Source passage:
========================================
Succinct data structures are one of my favourites.

The idea that we can very cleverly pack a collection of information into a much smaller form, but you can query the compressed form with good computational complexity, and without unpacking the data you need to read is amazing.


See Steve Hanov's classic article on the topic: http://stevehanov.ca/blog/index.php?id=120


The Alias method: O(n) in space and O(1) biased number generator

https://en.wikipedia.org/wiki/Alias_method

Mind was utterly blown when I first understood the way this works in my late teens.


HyperLogLogs! They're extremely useful for cardinality count estimation, and support set operations.

https://en.m.wikipedia.org/wiki/HyperLogLog


Reddit’s engineering blog has a good article of how they put HyperLogLog to use https://www.redditinc.com/blog/view-counting-at-reddit


o Fractal Tree Index's are rather nifty as used in Tokudb engine. Basic gist is that you get the speed of Btree but your update are less painful.

https://en.wikipedia.org/wiki/Fractal_tree_index http://www-db.deis.unibo.it/courses/TBD/Lezioni/mysqluc-2010...

o k-d tree for space partitioning, handy real world applications in mapping and gaming.

o Bloom Filters as you mention are great, always a handy one to know.


String tries are pretty fun if you need to implement auto completion. I spent some time implementing my own on one project and open sourced it. And then brought it in on a few more projects.

I've used bloom filters with in memory caches a few times.


I'll just sit here hoping that all of the above datatypes get a nice rust crate :)



My attention seems to to be attracted to perfect hash functions. They are typically used for stuff like keywords detection in parsers, but they are an interesting concept, that should be possible to extend to much more.



So it’s not snazzy, but I also wrote Objective-C a long time without knowing about NSPointerArray.

Among other things, it can store nil values, which if you’ve written any Cocoa apps, is an all too common way to crash your software.


Linked list but where each entry in the list is fixed size array. O(1) inserts into the array. If the array fills you split it into two in the linked list. Amortizes the cost of traversing list pointers.


Not crazy obscure, but half-edge mesh data structures are super cool to me.


Time complexity doesn't seem like a great reason to use a bloom filter. Why not just check if the IP is in a set? Set membership is supposed to be O(1).

The reason to use a bloom filter would be to save space.
========================================
Dataset records:
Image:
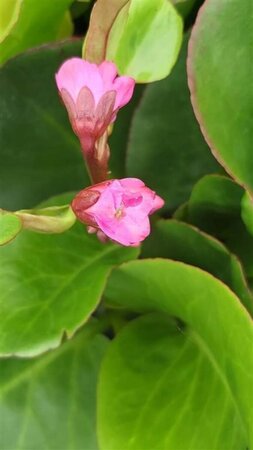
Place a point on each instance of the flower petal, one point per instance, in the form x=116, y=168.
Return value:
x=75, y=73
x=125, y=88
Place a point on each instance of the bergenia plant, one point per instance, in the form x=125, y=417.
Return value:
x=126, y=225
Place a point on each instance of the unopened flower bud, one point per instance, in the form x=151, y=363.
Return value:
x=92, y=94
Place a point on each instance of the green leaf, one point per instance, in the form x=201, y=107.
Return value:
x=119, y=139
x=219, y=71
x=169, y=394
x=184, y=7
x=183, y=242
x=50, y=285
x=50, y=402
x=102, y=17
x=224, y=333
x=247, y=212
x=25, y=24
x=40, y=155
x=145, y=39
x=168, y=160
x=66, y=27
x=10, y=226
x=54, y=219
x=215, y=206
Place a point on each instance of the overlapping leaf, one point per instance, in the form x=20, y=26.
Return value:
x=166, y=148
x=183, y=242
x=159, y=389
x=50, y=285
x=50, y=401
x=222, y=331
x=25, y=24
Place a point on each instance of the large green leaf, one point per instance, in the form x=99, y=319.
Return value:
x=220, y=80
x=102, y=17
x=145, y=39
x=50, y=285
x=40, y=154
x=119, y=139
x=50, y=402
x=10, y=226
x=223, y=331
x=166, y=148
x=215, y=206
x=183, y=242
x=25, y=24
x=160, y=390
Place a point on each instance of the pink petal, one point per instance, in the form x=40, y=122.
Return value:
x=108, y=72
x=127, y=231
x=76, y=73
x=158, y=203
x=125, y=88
========================================
Goal: Print the part of the forum thread on data structures that runs from "Linked list but" up to and including "traversing list pointers.", word for word. The rows have nothing to do with this.

Response to this exercise:
Linked list but where each entry in the list is fixed size array. O(1) inserts into the array. If the array fills you split it into two in the linked list. Amortizes the cost of traversing list pointers.